Rutin hayattaki en büyük trajedi sıradan bir insana dönüşmektir, hemen hepimiz bunu yaşarız. Farklı olduğumuz düşüncesiyle büyür, düny...
Rutin hayattaki en büyük trajedi sıradan bir insana
dönüşmektir, hemen hepimiz bunu yaşarız. Farklı olduğumuz düşüncesiyle büyür,
dünyaya çok şey katacağımızı düşünür ve bir vakit sonra kendimizi herhangi bir
insan olarak buluruz.
Futbolcular için de böyledir; hobisini profesyonel seviyeye
taşımayı başarmış hemen her oyuncu, vaktiyle kendi mahallesinin en yetenekli
çocuğudur. Altyapılarda rakipleri arasında öne çıkar, sivrilir, bazen bir takım
dolusu oyuncudan yukarıya çıkabilen tek kişidir. Ve son aşamada çoğunlukla
sıradan bir futbolcuya dönüşür.
Bir sıradan olarak yaşamak zordur. Çok büyük yetenek olarak
lanse edilip bir türlü o beklenen ‘patlama’yı gerçekleştiremeyen genç
futbolcunun da asıl sırrı burada gizlidir. Herhangi biri olmadığına inanan,
herhangi biri kadar çabalamayı kabullenemez, yapabileceklerini de
gerçekleştiremez.

• _Sağlanan veriler_:
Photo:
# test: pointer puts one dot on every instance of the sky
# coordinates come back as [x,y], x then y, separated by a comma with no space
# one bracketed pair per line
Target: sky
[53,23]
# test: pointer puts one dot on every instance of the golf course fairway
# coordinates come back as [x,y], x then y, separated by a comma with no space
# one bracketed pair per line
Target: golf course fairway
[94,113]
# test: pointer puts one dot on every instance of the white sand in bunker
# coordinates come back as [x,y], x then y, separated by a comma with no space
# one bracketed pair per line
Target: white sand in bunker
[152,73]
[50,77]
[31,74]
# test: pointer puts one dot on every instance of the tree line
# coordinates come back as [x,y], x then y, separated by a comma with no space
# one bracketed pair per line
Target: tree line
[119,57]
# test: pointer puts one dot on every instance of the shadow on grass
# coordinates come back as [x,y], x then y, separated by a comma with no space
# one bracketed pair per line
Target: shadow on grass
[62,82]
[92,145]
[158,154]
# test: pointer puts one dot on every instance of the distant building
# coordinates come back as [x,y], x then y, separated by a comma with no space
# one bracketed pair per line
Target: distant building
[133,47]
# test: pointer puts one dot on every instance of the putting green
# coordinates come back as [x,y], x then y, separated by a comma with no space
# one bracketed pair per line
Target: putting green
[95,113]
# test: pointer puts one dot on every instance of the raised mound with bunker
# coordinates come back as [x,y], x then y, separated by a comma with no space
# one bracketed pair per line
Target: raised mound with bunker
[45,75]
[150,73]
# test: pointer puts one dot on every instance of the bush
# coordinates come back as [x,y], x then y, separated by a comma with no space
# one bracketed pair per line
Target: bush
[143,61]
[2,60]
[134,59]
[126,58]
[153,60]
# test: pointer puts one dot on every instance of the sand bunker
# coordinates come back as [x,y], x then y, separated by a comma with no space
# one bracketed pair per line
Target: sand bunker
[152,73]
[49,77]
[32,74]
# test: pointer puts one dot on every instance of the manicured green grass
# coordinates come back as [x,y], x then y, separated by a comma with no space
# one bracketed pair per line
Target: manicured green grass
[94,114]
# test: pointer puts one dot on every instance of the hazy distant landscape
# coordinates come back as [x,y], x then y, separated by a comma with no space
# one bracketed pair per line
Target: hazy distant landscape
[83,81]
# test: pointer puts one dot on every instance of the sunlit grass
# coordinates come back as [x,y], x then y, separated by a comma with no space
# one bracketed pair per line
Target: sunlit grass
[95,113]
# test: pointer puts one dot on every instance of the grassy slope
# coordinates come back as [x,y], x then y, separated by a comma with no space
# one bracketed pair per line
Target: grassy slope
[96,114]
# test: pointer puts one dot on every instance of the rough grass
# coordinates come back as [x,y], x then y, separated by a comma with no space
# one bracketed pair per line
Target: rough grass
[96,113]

• _Yapmanız gereken_:
Sıradanlık ve futbolcular üzerine olan metinde "sıradan" ya da "herhangi" kelimesini içeren cümleleri yazın. Tekrarlanan cümleleri yalnızca bir kez yazın.

• _Alıştırma cevabı_:
- Rutin hayattaki en büyük trajedi sıradan bir insana dönüşmektir, hemen hepimiz bunu yaşarız.
- Farklı olduğumuz düşüncesiyle büyür, dünyaya çok şey katacağımızı düşünür ve bir vakit sonra kendimizi herhangi bir insan olarak buluruz.
- Ve son aşamada çoğunlukla sıradan bir futbolcuya dönüşür.
- Bir sıradan olarak yaşamak zordur.
- Herhangi biri olmadığına inanan, herhangi biri kadar çabalamayı kabullenemez, yapabileceklerini de gerçekleştiremez.